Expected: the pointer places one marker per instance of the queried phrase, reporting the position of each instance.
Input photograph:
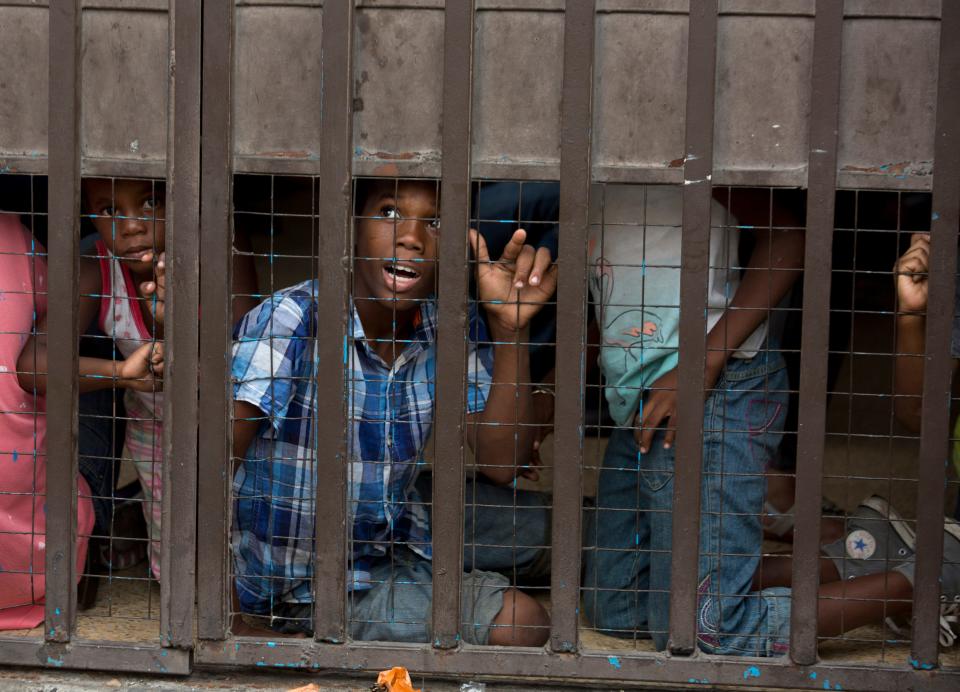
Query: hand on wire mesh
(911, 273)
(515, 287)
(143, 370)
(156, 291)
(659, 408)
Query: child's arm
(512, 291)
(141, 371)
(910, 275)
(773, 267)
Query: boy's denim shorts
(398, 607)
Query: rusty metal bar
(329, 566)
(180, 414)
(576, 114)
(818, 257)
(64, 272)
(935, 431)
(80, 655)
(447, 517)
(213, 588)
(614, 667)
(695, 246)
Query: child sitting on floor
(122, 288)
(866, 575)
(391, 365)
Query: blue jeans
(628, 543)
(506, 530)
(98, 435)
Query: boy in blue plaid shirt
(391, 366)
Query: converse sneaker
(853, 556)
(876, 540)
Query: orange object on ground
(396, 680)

+--

» Instructions to follow:
All that is wanted is the set of lines from the one with "Query: boy in blue plaid shirt" through the last line of the entries, both included, output exactly.

» Solution to the problem:
Query: boy in blue plaid shirt
(391, 366)
Query: converse sneaker
(853, 556)
(876, 540)
Query: orange object on ground
(396, 680)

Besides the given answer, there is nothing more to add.